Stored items
== Segment start ==

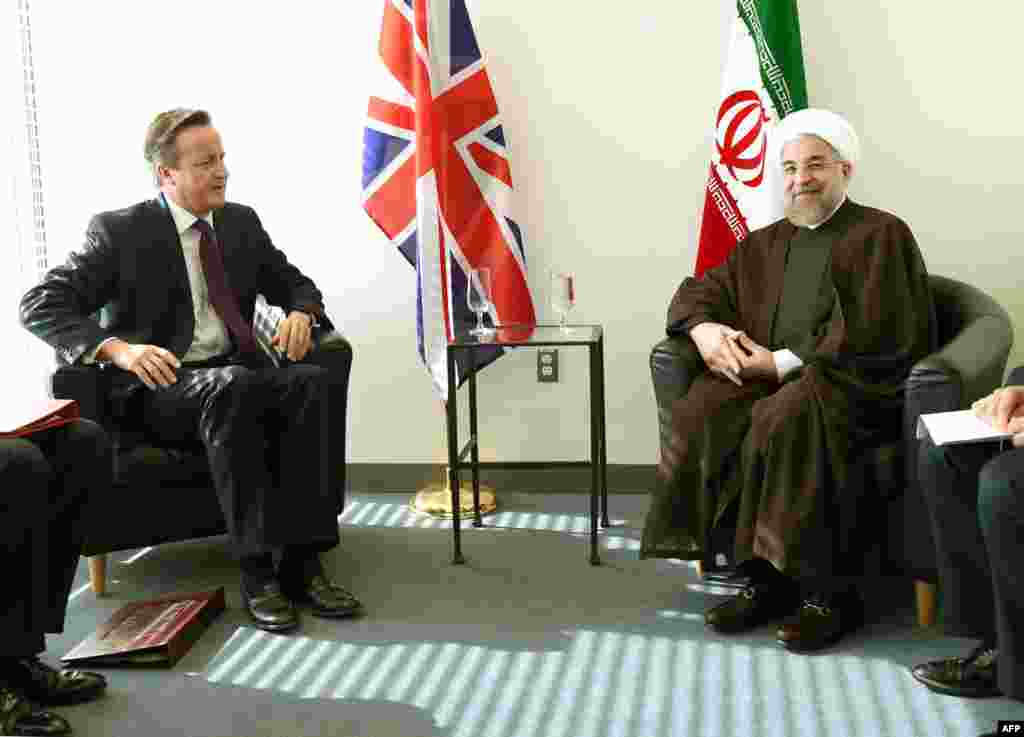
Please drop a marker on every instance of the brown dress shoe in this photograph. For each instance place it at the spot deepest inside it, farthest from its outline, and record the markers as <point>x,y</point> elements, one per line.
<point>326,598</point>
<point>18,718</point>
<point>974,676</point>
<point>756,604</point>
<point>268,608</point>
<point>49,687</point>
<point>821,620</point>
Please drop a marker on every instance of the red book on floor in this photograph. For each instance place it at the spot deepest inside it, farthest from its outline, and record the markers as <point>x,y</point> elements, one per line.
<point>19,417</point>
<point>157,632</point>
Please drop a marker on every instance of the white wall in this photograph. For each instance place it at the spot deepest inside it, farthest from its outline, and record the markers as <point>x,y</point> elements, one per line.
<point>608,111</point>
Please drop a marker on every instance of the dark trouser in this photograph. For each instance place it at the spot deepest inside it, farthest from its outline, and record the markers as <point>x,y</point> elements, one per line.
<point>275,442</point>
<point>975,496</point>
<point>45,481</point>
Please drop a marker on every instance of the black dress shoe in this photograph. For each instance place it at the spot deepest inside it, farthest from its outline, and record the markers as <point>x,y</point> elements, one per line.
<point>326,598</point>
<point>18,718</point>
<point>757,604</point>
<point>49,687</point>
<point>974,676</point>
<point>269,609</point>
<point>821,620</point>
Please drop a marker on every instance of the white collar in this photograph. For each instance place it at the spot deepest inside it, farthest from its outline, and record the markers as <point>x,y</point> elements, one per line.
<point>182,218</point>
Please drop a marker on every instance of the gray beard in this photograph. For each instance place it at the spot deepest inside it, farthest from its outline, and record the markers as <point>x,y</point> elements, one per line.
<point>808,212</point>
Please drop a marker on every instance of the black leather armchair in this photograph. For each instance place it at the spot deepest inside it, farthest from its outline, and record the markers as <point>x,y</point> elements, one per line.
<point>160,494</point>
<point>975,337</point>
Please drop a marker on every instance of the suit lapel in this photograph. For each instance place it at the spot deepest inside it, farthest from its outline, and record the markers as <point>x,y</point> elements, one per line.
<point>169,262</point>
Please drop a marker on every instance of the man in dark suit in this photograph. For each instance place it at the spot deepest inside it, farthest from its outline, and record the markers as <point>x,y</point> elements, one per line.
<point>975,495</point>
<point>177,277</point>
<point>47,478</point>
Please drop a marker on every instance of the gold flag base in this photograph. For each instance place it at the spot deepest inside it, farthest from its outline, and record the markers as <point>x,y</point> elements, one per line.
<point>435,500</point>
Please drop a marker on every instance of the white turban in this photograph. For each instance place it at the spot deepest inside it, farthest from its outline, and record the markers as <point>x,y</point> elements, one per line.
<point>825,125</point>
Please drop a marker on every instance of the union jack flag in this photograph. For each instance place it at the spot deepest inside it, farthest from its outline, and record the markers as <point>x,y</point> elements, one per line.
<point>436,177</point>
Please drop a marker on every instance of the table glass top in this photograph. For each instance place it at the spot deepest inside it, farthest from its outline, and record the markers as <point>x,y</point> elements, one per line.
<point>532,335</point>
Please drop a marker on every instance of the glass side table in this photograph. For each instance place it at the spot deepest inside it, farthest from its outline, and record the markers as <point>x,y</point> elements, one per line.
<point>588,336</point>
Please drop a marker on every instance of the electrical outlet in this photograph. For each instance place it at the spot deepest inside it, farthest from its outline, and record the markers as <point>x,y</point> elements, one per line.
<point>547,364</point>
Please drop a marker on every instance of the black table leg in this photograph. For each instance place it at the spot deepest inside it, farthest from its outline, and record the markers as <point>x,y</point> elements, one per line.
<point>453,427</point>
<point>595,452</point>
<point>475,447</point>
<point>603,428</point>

== Segment end ==

- What to work on
Above are the records; return them exactly, minus the pictures.

- Written answer
Please drop a marker on every instance of the brown dress shoe in this photograph. For each instance place it at the spot deepest inside it, farthest from its outline, and record the markers as <point>x,y</point> elements, one per line.
<point>326,598</point>
<point>18,718</point>
<point>974,676</point>
<point>756,604</point>
<point>268,608</point>
<point>49,687</point>
<point>821,620</point>
Please drop a marker on every instance of the red book on floor in this photograph. For each instance place it at the spot deepest inside it, farthest from its outline, and record the markers as <point>x,y</point> elements, one per line.
<point>19,417</point>
<point>157,632</point>
Please drop a marker on every instance of the white wall in this photograph. For each instance place it at the spot deepest inside it, farthest from its outline, and record the markers as <point>x,y</point> elements, one per line.
<point>608,111</point>
Please drop a marker on every instance of the dark trouser in this photograph. For each instance place it at the spot deepest inside it, farthest from its outline, and record the markers as <point>x,y</point> elements, one per line.
<point>275,442</point>
<point>975,496</point>
<point>45,481</point>
Please drop a marker on every instance of the black dress shoe in this photograph. For each instance place it at the spot deepest inside it, farthest from its outline, and record the markers as <point>x,y</point> elements, one per line.
<point>326,598</point>
<point>18,718</point>
<point>757,604</point>
<point>49,687</point>
<point>974,676</point>
<point>269,609</point>
<point>821,620</point>
Please drop a marker on every instance of the white collar in this photograph. For each instance place it at the spot deepest inside it, farthest from its outline, and record the markers as <point>x,y</point> elements, one per line.
<point>182,218</point>
Please drop a marker on every instance of the gray beard in this photograph. For each instance place it at the spot deepest inside it, farthest from its outline, and record the markers as <point>x,y</point> elements, one per line.
<point>808,212</point>
Please drop a marker on every instance of the black leather armchair in this photograph. For each instance place it at the spot deepest inside it, farthest from its outline, and record the markers as <point>x,y</point> elements, one per line.
<point>160,494</point>
<point>975,337</point>
Please drop a marker on every instance of the suit lapel in this photograph. For each instance place it at the spot deepest inside it, farthest from its outline, and record the markers as <point>x,y</point> elements, one per line.
<point>169,262</point>
Please drop a marker on every instance of the man in dark suit in this photograph. For each instance place it at the spot deepest inside it, farthest from its outline, and record the markers as <point>x,y</point> elements, one per line.
<point>975,495</point>
<point>177,277</point>
<point>47,478</point>
Please drop a marker on every instance of the gold flag base in this photograph. For each instance place it at the spot deepest inside it, farthest from its outline, and record the markers as <point>x,y</point> elements, one per line.
<point>435,500</point>
Please drop a marker on every instance of the white turban in this photograph. For each instance place it at the spot deepest inside it, farthest from its outline, and record the markers as <point>x,y</point> elements, one per line.
<point>825,125</point>
Please drop a marker on every instance of the union jack flag in this photograph. For each instance place it at the spot deepest inside it, farthest from its outline, and record the markers as <point>x,y</point> elements, one per line.
<point>436,177</point>
Please drop a marker on every instance of the table glass top in this photograph. For each instance place it at the spot deepest inside it, farthest from its outline, and record the markers as <point>x,y</point> elements, one per line.
<point>532,335</point>
Please drop a marker on every instance of the glass side table in this photograph. For each instance place it at the spot deepest inside it, farthest from its outline, and record the markers as <point>x,y</point> elements, one per line.
<point>588,336</point>
Please drop a marker on every instance of the electrical outlet in this photograph. For each instance place it at the spot deepest inside it, farthest from its outline, and record the markers as <point>x,y</point> elements, one per line.
<point>547,364</point>
Please drop a marker on every instance of the black table leg in this photograph. For each instance place it at the spot deepest inside it, farthest from its outline, and record the markers as <point>x,y</point> elements, one per line.
<point>453,427</point>
<point>595,452</point>
<point>475,447</point>
<point>603,428</point>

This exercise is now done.